Dataset items
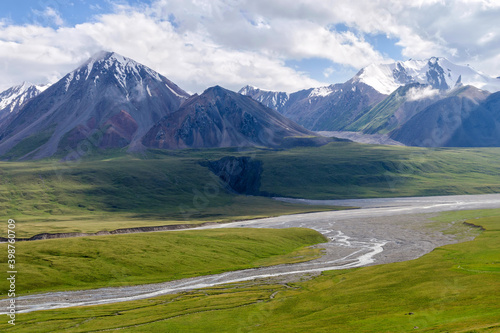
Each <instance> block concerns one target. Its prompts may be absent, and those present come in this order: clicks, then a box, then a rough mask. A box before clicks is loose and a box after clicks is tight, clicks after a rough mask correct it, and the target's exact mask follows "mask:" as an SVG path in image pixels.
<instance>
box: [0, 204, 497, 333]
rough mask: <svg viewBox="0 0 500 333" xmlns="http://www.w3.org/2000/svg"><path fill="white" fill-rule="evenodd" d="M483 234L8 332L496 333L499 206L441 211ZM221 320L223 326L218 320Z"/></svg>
mask: <svg viewBox="0 0 500 333" xmlns="http://www.w3.org/2000/svg"><path fill="white" fill-rule="evenodd" d="M478 216H488V217H482V218H479V219H478V218H473V219H472V220H469V221H468V222H469V223H474V224H476V225H480V226H482V227H483V228H485V231H483V233H482V234H481V235H480V236H479V237H478V238H477V239H476V240H474V241H471V242H466V243H460V244H454V245H448V246H445V247H442V248H438V249H436V250H434V251H433V252H431V253H429V254H427V255H425V256H423V257H421V258H419V259H416V260H412V261H407V262H401V263H394V264H388V265H379V266H371V267H364V268H359V269H351V270H341V271H331V272H327V273H324V274H323V275H322V276H320V277H318V278H314V279H312V280H310V281H305V282H299V283H294V284H289V285H282V284H277V283H276V282H274V283H273V282H270V284H267V285H261V284H258V283H255V282H251V283H250V282H249V283H240V284H234V285H232V286H220V287H217V288H208V289H203V290H200V291H193V292H187V293H182V294H178V295H167V296H163V297H158V298H154V299H150V300H142V301H135V302H127V303H119V304H111V305H106V306H97V307H84V308H73V309H71V308H70V309H61V310H57V311H42V312H36V313H30V314H19V315H18V316H17V322H16V326H15V327H8V324H6V323H1V324H0V329H2V330H5V331H6V332H33V331H37V332H94V331H102V330H109V331H114V330H119V331H120V332H332V331H333V332H410V331H412V332H471V333H472V332H498V331H499V330H500V321H499V318H500V308H499V307H498V290H500V275H499V274H500V257H499V253H500V210H495V211H477V212H465V213H460V212H458V213H450V214H445V215H444V216H443V217H442V218H441V223H443V222H450V221H461V220H462V219H463V218H470V217H478ZM222 323H223V324H222Z"/></svg>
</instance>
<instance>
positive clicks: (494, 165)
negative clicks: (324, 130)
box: [258, 143, 500, 199]
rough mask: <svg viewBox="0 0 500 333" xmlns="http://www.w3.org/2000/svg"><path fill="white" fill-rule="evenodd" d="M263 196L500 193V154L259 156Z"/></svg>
mask: <svg viewBox="0 0 500 333" xmlns="http://www.w3.org/2000/svg"><path fill="white" fill-rule="evenodd" d="M258 157H259V158H261V159H262V160H263V162H264V163H263V165H264V173H263V175H262V185H261V190H262V191H264V192H269V193H272V194H273V195H276V196H284V197H295V198H309V199H344V198H369V197H397V196H429V195H452V194H478V193H492V192H500V177H499V175H500V149H497V148H485V149H427V148H413V147H395V146H375V145H363V144H355V143H332V144H329V145H326V146H323V147H320V148H316V149H303V148H296V149H291V150H286V151H280V152H277V153H274V154H260V155H258Z"/></svg>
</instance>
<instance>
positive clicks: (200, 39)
mask: <svg viewBox="0 0 500 333" xmlns="http://www.w3.org/2000/svg"><path fill="white" fill-rule="evenodd" d="M123 3H124V2H121V3H120V4H118V5H115V6H114V12H112V13H108V14H105V15H100V16H95V17H94V18H93V19H92V20H91V21H90V22H87V23H84V24H79V25H76V26H65V25H64V19H63V18H62V17H61V15H60V14H59V12H57V11H56V10H54V9H53V8H51V7H47V8H45V9H44V10H42V11H40V12H38V13H37V17H38V18H40V19H39V20H37V22H38V24H36V25H25V26H20V25H13V24H12V23H6V21H3V22H2V21H0V75H1V77H2V78H3V81H2V82H0V89H1V88H7V87H8V86H10V85H13V84H17V83H19V82H21V81H23V80H30V81H34V82H43V81H47V80H54V79H55V78H56V77H61V76H62V75H64V74H65V73H66V72H68V71H70V70H72V69H73V68H75V67H76V66H77V65H78V64H80V63H82V62H83V61H85V60H86V59H87V58H88V57H89V56H91V55H92V54H93V53H95V52H97V51H99V50H102V49H104V50H113V51H116V52H118V53H121V54H123V55H124V56H128V57H131V58H133V59H135V60H137V61H139V62H142V63H144V64H146V65H148V66H150V67H152V68H153V69H155V70H157V71H159V72H160V73H162V74H164V75H165V76H167V77H168V78H169V79H171V80H173V81H174V82H176V83H178V84H179V85H180V86H181V87H183V88H184V89H186V90H189V91H191V92H201V91H202V90H204V89H205V88H207V87H208V86H211V85H214V84H220V85H223V86H225V87H227V88H230V89H233V90H237V89H239V88H240V87H241V86H243V85H246V84H252V85H255V86H259V87H261V88H264V89H270V90H285V91H296V90H299V89H303V88H308V87H316V86H320V85H326V84H328V83H332V82H328V83H326V82H322V81H323V80H324V79H326V78H327V79H328V80H329V81H330V80H334V81H333V82H338V81H337V80H338V78H337V76H338V75H341V74H342V73H341V72H339V71H329V70H328V68H329V67H330V68H337V67H338V66H340V67H343V68H347V67H348V68H352V69H353V70H358V69H360V68H361V67H364V66H366V65H368V64H370V63H377V62H390V61H393V59H389V58H387V56H386V54H387V53H386V52H384V50H383V49H378V48H377V46H376V45H372V44H370V43H369V42H368V41H367V40H369V39H368V38H365V37H366V36H369V35H370V36H372V35H386V36H388V37H389V38H391V39H394V40H397V45H398V46H400V47H402V53H401V57H402V58H404V57H407V58H410V57H411V58H415V59H424V58H427V57H430V56H444V57H447V58H449V59H450V60H451V61H454V62H457V63H462V64H470V65H471V66H472V67H474V68H477V69H479V70H481V71H483V72H484V73H488V74H492V75H495V76H498V75H500V61H498V54H500V34H498V33H497V31H496V30H495V27H496V26H497V22H496V21H497V20H498V17H500V2H498V1H493V0H484V1H480V0H454V1H452V0H419V1H411V2H402V1H399V0H379V1H372V0H358V1H352V0H325V1H319V2H318V1H312V0H296V1H289V0H274V1H268V0H157V1H153V2H152V3H151V4H149V5H145V4H142V5H138V6H135V7H134V6H129V5H124V4H123ZM96 8H97V7H96ZM41 18H43V19H41ZM337 27H344V28H337ZM309 58H319V59H327V60H329V61H331V64H332V66H328V65H327V66H325V68H323V69H320V70H319V71H318V73H320V74H319V77H317V78H316V79H314V78H311V77H309V76H308V74H306V73H303V72H301V71H300V69H296V68H291V67H288V66H287V65H286V63H287V61H290V60H302V59H309ZM321 73H322V74H323V75H321Z"/></svg>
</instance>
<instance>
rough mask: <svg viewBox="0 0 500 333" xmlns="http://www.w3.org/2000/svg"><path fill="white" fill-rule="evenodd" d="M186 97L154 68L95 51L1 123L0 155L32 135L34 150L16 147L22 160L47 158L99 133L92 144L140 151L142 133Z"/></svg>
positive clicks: (125, 57) (185, 93)
mask: <svg viewBox="0 0 500 333" xmlns="http://www.w3.org/2000/svg"><path fill="white" fill-rule="evenodd" d="M188 97H189V94H188V93H186V92H185V91H183V90H182V89H181V88H179V87H178V86H177V85H175V84H174V83H173V82H171V81H169V80H168V79H167V78H165V77H164V76H162V75H160V74H158V73H157V72H155V71H154V70H152V69H150V68H148V67H146V66H144V65H142V64H139V63H137V62H135V61H134V60H132V59H129V58H126V57H123V56H121V55H119V54H116V53H113V52H101V53H99V54H96V55H95V56H93V57H92V58H90V59H89V60H88V61H87V62H86V63H84V64H83V65H82V66H80V67H78V68H77V69H76V70H74V71H72V72H71V73H68V74H67V75H66V76H64V77H63V78H62V79H61V80H59V81H58V82H57V83H55V84H53V85H52V86H50V87H49V88H48V89H47V90H45V91H44V92H43V93H42V94H40V95H38V96H37V97H35V98H32V99H31V100H30V101H28V102H27V103H26V104H25V106H24V107H23V108H22V110H21V112H19V113H18V114H17V115H12V116H9V117H7V118H6V119H5V120H4V121H3V122H2V123H3V126H2V129H1V133H0V138H2V140H1V141H0V155H4V154H5V153H7V152H9V151H10V150H11V149H12V148H14V147H16V146H17V145H18V144H20V143H22V142H23V141H24V140H34V138H36V139H37V142H38V143H39V145H38V147H37V149H35V150H33V151H29V152H26V151H24V150H22V149H19V147H18V149H16V151H22V152H23V154H24V155H23V156H25V157H26V158H28V157H29V158H42V157H46V156H52V155H53V154H55V153H56V152H61V153H64V151H67V150H70V149H78V147H80V146H81V145H82V142H83V143H85V142H86V139H87V138H89V137H90V136H91V135H93V134H95V135H97V136H98V137H99V142H96V141H95V140H94V141H93V142H92V143H91V144H92V145H93V146H97V147H100V148H111V147H125V146H128V147H129V148H130V149H140V148H141V143H140V142H141V138H142V136H143V135H144V134H146V132H147V131H148V130H149V129H150V128H151V127H152V126H153V125H154V124H155V123H156V122H157V121H158V120H160V119H161V118H162V117H164V116H166V115H167V114H169V113H171V112H174V111H176V110H177V109H178V108H179V106H180V105H181V104H182V103H183V102H184V101H185V100H187V99H188ZM96 133H97V134H96ZM42 139H43V140H42ZM87 141H88V140H87ZM87 143H88V142H87ZM21 146H23V147H24V146H27V145H21ZM18 157H22V156H18Z"/></svg>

PROBLEM >>
List every line in the material above that contains the word "positive", copying each line in full.

SOLUTION >>
positive clicks: (494, 165)
positive clicks: (200, 39)
positive clicks: (125, 57) (185, 93)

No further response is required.